Listed entries –
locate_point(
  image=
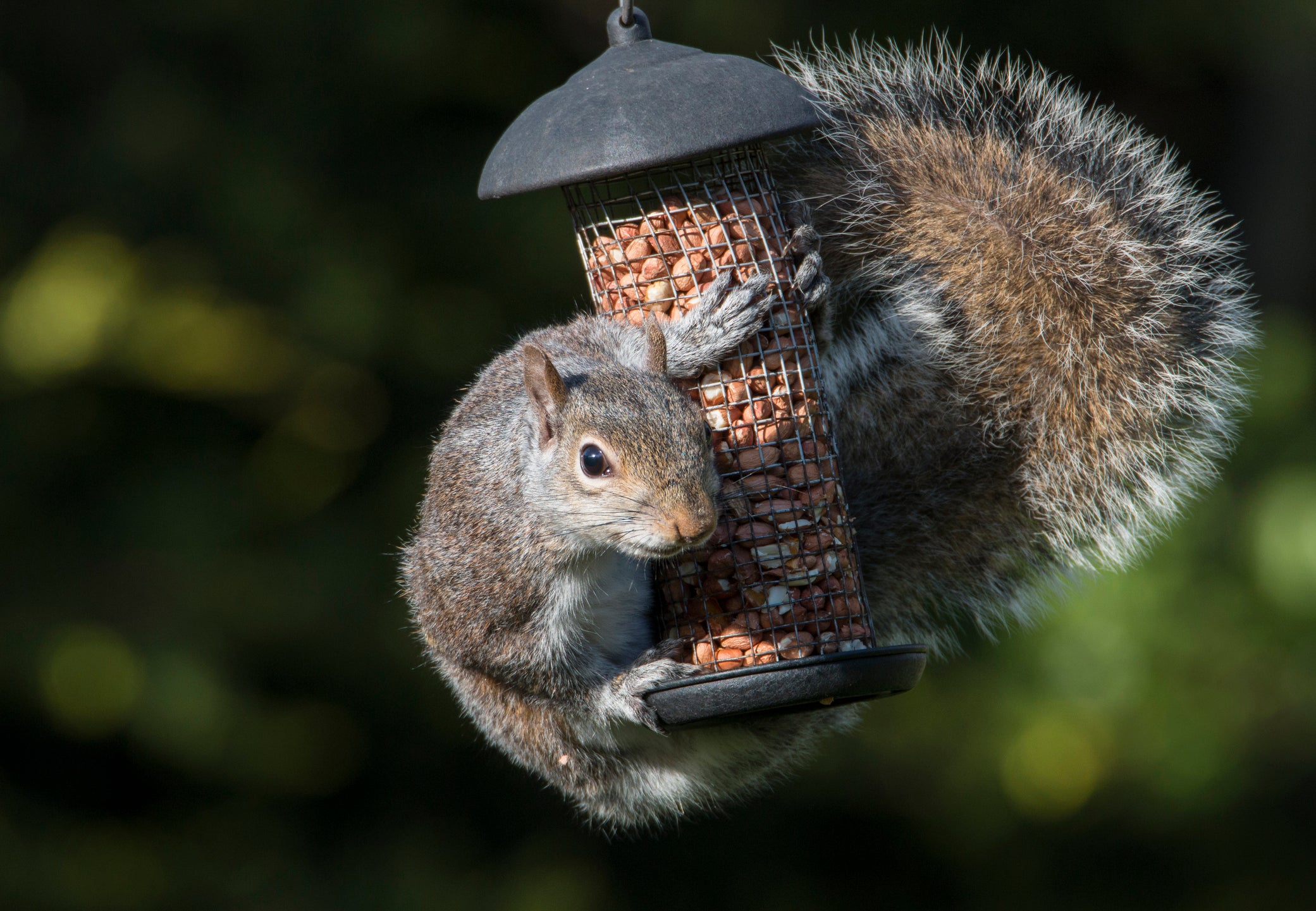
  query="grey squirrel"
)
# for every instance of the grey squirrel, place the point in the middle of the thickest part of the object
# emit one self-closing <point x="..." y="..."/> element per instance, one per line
<point x="1031" y="345"/>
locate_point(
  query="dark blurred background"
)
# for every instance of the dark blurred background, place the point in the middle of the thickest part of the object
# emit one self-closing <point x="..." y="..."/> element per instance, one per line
<point x="245" y="276"/>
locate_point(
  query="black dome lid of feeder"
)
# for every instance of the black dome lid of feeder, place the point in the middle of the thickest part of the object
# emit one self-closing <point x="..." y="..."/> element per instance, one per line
<point x="640" y="104"/>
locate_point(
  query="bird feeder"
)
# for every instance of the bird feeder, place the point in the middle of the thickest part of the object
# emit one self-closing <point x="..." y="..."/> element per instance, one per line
<point x="658" y="149"/>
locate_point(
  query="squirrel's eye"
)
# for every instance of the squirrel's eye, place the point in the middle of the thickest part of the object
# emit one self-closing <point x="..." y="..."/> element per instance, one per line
<point x="594" y="462"/>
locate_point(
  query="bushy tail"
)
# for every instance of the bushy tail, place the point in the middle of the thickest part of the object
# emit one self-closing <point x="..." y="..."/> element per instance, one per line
<point x="1012" y="260"/>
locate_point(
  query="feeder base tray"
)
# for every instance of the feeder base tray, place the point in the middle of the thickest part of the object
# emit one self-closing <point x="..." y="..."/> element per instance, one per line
<point x="795" y="686"/>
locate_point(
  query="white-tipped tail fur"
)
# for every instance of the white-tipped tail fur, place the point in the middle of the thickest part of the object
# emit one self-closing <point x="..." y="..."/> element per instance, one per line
<point x="1012" y="260"/>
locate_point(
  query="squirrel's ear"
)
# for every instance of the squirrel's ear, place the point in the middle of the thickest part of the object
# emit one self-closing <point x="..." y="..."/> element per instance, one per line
<point x="546" y="390"/>
<point x="656" y="353"/>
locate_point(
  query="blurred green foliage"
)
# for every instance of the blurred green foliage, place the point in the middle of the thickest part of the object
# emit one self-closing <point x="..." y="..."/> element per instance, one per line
<point x="245" y="277"/>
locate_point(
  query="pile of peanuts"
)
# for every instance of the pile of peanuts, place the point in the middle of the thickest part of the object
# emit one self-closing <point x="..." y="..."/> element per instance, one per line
<point x="660" y="264"/>
<point x="777" y="580"/>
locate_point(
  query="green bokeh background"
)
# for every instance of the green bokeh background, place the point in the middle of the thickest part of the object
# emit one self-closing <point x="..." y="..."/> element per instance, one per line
<point x="242" y="278"/>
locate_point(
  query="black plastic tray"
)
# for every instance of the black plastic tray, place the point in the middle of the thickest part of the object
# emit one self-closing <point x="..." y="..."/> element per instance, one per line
<point x="790" y="686"/>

Problem to work on – Omit the pictures. Output every record above word for word.

Task result –
locate_point(
  image=
  query="grey squirrel"
)
# for every instance of the grey squirrel, place the point in the middle of the thickest part of the object
# emit one self-closing <point x="..." y="..."/> element per instance, one per line
<point x="1031" y="345"/>
locate_point(
  query="dark blurred background"
)
# for every instance of the dark blurred background, place the point in the middle of the thickest part of the object
# emit one self-closing <point x="..." y="..."/> element per instance, one per line
<point x="245" y="276"/>
locate_point(
  query="black dome lid of feeder"
)
# for every instance of the black dome lid of feeder, place the point in the middle of the thickest part of the object
# emit one self-closing <point x="..." y="..."/> element per instance, one per line
<point x="640" y="104"/>
locate_point(
  query="bird feeder"
)
# for every instance of the bird feeder, place the point in the middle of the thickest part of the object
# emit one self-closing <point x="..." y="..."/> element per instance, one per line
<point x="658" y="149"/>
locate_point(
  query="squirrel's eye"
)
# for every instance of the squirrel's eye, place the point in the middle of the thickest part of the object
# emit one self-closing <point x="..." y="..."/> element per instance, one per line
<point x="594" y="462"/>
locate_point(
  query="bushy tail"
)
# for every instance of the bushy tail, place the point in the middle of the thickest part of the object
# emit one self-closing <point x="..." y="..."/> element per instance, one per line
<point x="1012" y="260"/>
locate_point(
  query="feeder base tray"
)
# for every instance of the feeder base tray, place the point in the middle of the thickest part of the object
# emit one self-closing <point x="..." y="..."/> element per instance, one per line
<point x="795" y="686"/>
locate_point(
  query="white-tipped tail fur"
)
# for every instance of the white-tipped tail fur, place the point in the middle of the thickest part of the object
# emit one self-closing <point x="..." y="..."/> element per instance, one per line
<point x="1012" y="260"/>
locate_point(
  query="squirrel's ear"
)
# for every instance of the squirrel's ear, place the point in the middle of the thickest part of the object
# emit one self-closing <point x="..." y="..."/> element per instance, one per line
<point x="546" y="390"/>
<point x="656" y="353"/>
locate_point(
  query="blurred green foliage"
)
# for every instance of the blurred green foliage, place the point in the middle of the thickest part of the object
# emit one self-closing <point x="..." y="..."/> element per instance, one per line
<point x="245" y="277"/>
locate_point(
  query="pile of peanuts"
)
# for every instance of the pile of peanuts, place the point in the middle of the thickest part of the object
# emit one self-closing <point x="..." y="..."/> element per instance, one per line
<point x="660" y="264"/>
<point x="777" y="580"/>
locate_point(
  query="green bokeh background"
)
# for every instance of the green bokeh background, place the point in the middle of the thickest part of the object
# emit one self-closing <point x="..." y="..."/> element per instance, one per line
<point x="242" y="278"/>
locate_point(
  query="black plastic tray"
)
# for every instance of the black plastic tray, place the point in the middle of the thickest part of the object
# emit one self-closing <point x="..." y="..."/> element per instance, one per line
<point x="790" y="686"/>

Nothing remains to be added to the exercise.